▶ [EXTRACTED TEXT]:
Amazing love, how can it be?
That you, my king. would die for me
Amazing love, I know it’s true
Its my joy to honor you.

If you don’t believe in original sin, I can only surmise that you have never attended a Baptist business meeting or an HOA annual meeting.

Every time I look in the mirror, I am reminded that we need a savior. Every time I watch the nightly news, I am reminded that we need a savior. There is so much hatred and violence that, at times, it can feel overwhelming.

A North Carolina man has been arrested in connection with the shooting death of a 5-year-old boy who was playing in his front yard with his two sisters. Darius N. Sessoms, 25, of Wilson, N.C., has been charged with first-degree murder.

The 5-year-old was identified by family members as Cannon Hinnant.

Cannon was shot in the head while playing outside of his father’s home Sunday, his family said. He died after being taken to the Wilson Medical Center.

The young boy’s father is next-door neighbors with Sessoms.

A woman who said she witnessed the horrific incident claimed Sessoms shot Cannon, then ran back into his own house.

▶ [WORK TASK 1]: In the devotional passage, with what crime has Darius N. Sessoms been charged?
▶ [WORK TASK 2]: Print everything in the devotional passage from "If you don’t" down to "neighbors with Sessoms.".

▶ [PROVIDED MATERIAL]:
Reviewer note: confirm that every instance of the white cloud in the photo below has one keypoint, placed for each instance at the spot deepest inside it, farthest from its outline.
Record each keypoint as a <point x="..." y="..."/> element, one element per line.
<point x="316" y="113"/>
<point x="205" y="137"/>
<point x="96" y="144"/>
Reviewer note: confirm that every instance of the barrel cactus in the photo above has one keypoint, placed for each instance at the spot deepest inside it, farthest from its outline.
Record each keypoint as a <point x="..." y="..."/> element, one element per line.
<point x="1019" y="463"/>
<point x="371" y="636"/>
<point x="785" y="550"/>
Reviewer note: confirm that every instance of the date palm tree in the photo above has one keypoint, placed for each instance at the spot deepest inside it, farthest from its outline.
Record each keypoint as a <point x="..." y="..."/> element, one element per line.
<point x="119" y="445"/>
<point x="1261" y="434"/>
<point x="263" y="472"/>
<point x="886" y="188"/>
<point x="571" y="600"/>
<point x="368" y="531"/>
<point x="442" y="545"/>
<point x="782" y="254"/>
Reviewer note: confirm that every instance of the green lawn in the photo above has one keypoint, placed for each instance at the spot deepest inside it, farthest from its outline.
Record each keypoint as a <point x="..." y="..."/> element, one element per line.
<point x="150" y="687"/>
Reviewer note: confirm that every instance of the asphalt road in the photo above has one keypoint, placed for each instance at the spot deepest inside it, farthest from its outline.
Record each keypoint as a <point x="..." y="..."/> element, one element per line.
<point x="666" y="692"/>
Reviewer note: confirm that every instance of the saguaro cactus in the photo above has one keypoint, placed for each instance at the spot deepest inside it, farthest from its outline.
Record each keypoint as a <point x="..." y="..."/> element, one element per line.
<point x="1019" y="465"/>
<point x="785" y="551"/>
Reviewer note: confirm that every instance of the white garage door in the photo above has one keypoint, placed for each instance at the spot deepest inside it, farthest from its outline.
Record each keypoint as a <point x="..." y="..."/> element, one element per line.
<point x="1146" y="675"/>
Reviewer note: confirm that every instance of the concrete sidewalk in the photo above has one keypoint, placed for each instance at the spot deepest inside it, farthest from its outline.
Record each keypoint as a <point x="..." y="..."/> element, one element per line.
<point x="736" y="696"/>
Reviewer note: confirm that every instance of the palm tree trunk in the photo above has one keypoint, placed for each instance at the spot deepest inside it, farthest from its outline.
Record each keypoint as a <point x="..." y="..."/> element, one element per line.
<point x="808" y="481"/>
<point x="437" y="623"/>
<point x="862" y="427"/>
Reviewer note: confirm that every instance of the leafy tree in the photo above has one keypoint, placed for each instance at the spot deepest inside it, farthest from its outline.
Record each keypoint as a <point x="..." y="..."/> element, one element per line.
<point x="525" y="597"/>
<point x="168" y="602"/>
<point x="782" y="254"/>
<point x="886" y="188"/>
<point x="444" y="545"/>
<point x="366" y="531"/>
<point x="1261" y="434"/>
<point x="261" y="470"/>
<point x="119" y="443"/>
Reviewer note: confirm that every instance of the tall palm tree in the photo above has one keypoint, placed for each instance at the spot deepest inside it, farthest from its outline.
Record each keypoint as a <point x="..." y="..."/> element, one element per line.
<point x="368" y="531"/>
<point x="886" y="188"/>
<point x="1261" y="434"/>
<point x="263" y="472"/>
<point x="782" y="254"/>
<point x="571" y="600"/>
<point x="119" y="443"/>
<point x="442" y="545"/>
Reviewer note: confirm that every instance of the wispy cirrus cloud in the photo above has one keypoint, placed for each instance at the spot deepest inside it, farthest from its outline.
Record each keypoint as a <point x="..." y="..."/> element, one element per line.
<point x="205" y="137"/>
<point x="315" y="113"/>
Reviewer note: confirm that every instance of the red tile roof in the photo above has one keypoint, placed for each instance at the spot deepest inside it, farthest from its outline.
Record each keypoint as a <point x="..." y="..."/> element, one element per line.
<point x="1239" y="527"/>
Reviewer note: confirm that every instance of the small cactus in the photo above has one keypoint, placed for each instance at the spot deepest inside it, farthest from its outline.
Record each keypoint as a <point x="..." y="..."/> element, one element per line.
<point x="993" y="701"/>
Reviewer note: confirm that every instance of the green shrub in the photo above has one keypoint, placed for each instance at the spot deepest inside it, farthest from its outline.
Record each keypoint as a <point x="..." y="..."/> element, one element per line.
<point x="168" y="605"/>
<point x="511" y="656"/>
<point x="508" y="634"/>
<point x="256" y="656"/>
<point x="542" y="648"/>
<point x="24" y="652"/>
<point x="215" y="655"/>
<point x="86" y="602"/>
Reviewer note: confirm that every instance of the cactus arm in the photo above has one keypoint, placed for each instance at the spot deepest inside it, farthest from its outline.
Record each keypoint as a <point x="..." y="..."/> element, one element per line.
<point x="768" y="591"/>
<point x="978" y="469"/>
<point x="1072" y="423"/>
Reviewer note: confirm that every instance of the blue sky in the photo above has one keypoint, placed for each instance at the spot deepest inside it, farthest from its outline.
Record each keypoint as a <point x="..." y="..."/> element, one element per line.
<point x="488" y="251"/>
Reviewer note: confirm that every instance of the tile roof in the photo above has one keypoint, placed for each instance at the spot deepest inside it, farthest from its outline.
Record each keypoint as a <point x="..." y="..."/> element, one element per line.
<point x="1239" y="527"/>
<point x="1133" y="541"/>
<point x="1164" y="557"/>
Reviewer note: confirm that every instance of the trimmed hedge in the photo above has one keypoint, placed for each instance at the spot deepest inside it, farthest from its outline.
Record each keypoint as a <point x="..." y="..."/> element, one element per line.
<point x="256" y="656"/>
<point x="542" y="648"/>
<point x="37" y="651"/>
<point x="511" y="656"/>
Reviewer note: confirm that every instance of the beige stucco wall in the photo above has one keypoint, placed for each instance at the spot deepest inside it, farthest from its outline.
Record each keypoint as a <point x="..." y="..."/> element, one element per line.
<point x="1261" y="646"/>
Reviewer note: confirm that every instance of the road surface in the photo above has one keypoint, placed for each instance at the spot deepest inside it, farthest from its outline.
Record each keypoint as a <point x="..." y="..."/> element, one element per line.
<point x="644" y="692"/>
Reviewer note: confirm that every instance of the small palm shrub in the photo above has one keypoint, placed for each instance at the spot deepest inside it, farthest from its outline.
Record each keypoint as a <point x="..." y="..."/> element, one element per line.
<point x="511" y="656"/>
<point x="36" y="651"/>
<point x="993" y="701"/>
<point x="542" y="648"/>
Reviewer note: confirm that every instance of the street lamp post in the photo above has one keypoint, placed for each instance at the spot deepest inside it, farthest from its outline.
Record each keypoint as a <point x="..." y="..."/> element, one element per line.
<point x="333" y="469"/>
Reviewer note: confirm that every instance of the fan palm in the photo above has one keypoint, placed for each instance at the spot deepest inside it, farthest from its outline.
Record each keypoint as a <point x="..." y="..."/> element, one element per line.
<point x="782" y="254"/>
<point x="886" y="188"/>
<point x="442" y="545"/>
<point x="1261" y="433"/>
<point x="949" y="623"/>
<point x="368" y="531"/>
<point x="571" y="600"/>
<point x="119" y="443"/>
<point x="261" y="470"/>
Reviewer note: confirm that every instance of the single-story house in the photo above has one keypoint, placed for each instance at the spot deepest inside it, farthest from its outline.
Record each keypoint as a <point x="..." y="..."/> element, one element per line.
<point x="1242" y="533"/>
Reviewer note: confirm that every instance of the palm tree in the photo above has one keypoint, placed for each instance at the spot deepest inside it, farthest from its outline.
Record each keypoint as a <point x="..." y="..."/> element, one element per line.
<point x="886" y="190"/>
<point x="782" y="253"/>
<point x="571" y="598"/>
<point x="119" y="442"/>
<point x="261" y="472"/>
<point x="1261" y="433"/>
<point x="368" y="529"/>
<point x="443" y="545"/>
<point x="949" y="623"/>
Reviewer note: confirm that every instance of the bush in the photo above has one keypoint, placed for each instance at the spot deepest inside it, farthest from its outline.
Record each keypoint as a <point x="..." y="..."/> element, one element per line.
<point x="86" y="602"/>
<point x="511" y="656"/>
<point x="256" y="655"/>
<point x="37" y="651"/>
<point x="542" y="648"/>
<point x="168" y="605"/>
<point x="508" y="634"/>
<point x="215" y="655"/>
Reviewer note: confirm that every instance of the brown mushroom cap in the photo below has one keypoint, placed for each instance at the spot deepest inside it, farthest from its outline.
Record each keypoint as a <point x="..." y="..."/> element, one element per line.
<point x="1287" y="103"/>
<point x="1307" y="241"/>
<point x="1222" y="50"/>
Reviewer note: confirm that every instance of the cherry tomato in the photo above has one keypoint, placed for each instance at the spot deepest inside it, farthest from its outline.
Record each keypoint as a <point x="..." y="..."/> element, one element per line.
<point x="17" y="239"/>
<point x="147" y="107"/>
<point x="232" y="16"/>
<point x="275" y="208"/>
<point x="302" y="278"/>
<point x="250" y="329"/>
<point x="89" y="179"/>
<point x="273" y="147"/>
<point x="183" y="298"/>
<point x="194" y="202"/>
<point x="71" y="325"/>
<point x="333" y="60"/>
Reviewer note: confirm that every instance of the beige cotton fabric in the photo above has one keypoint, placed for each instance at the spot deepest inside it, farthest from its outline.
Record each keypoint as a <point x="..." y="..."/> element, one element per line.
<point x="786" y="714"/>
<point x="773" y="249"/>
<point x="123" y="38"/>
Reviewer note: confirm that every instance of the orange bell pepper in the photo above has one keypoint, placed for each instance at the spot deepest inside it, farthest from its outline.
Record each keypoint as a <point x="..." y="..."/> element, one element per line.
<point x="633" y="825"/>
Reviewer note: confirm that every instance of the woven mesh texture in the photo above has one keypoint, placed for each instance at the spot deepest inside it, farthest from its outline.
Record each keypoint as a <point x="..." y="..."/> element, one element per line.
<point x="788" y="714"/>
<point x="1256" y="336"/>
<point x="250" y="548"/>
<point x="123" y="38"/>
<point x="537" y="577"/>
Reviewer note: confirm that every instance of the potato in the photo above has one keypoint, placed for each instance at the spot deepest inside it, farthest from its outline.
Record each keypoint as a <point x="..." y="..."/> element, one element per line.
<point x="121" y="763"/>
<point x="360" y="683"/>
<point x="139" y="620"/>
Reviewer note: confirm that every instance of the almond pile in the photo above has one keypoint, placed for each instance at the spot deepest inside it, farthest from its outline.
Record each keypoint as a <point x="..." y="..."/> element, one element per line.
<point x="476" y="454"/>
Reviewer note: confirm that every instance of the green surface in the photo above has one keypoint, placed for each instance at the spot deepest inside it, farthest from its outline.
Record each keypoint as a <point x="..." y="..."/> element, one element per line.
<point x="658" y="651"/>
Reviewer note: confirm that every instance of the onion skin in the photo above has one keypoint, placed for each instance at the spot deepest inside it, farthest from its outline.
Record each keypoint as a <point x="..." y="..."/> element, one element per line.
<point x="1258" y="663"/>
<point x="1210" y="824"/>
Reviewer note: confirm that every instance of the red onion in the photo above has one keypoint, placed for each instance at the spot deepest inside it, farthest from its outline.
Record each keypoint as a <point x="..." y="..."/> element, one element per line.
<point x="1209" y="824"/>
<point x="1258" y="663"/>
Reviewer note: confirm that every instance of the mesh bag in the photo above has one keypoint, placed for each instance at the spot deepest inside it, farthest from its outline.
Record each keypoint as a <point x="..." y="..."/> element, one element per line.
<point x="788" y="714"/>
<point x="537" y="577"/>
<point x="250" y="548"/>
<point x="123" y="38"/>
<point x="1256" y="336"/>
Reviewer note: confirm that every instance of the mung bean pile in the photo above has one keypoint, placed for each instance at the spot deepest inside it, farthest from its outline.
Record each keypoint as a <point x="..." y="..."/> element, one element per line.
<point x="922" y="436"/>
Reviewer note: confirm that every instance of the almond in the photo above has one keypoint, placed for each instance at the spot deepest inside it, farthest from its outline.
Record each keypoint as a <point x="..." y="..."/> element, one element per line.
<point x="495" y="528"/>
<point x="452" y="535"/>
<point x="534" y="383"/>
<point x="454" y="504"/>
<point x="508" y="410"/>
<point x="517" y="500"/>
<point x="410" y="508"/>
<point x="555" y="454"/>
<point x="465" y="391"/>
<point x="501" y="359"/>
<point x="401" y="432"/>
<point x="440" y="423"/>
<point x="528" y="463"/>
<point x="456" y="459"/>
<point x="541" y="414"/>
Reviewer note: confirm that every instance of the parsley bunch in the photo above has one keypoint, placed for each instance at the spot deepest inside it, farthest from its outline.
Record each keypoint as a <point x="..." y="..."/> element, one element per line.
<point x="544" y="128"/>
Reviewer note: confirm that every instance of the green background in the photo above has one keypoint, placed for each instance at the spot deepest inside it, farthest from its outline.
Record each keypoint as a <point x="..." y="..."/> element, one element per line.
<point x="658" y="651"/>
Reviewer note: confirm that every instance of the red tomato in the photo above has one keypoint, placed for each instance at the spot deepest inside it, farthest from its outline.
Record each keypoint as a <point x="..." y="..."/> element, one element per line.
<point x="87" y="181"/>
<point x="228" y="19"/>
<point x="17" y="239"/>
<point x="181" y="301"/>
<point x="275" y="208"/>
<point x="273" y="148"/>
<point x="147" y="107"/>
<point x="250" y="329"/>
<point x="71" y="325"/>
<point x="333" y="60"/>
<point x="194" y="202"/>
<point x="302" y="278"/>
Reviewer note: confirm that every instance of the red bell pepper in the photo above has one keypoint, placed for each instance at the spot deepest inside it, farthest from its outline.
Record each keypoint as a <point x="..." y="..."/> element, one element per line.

▶ [PROBLEM SOLUTION 1]: First-degree murder.

▶ [PROBLEM SOLUTION 2]:
If you don’t believe in original sin, I can only surmise that you have never attended a Baptist business meeting or an HOA annual meeting.

Every time I look in the mirror, I am reminded that we need a savior. Every time I watch the nightly news, I am reminded that we need a savior. There is so much hatred and violence that, at times, it can feel overwhelming.

A North Carolina man has been arrested in connection with the shooting death of a 5-year-old boy who was playing in his front yard with his two sisters. Darius N. Sessoms, 25, of Wilson, N.C., has been charged with first-degree murder.

The 5-year-old was identified by family members as Cannon Hinnant.

Cannon was shot in the head while playing outside of his father’s home Sunday, his family said. He died after being taken to the Wilson Medical Center.

The young boy’s father is next-door neighbors with Sessoms.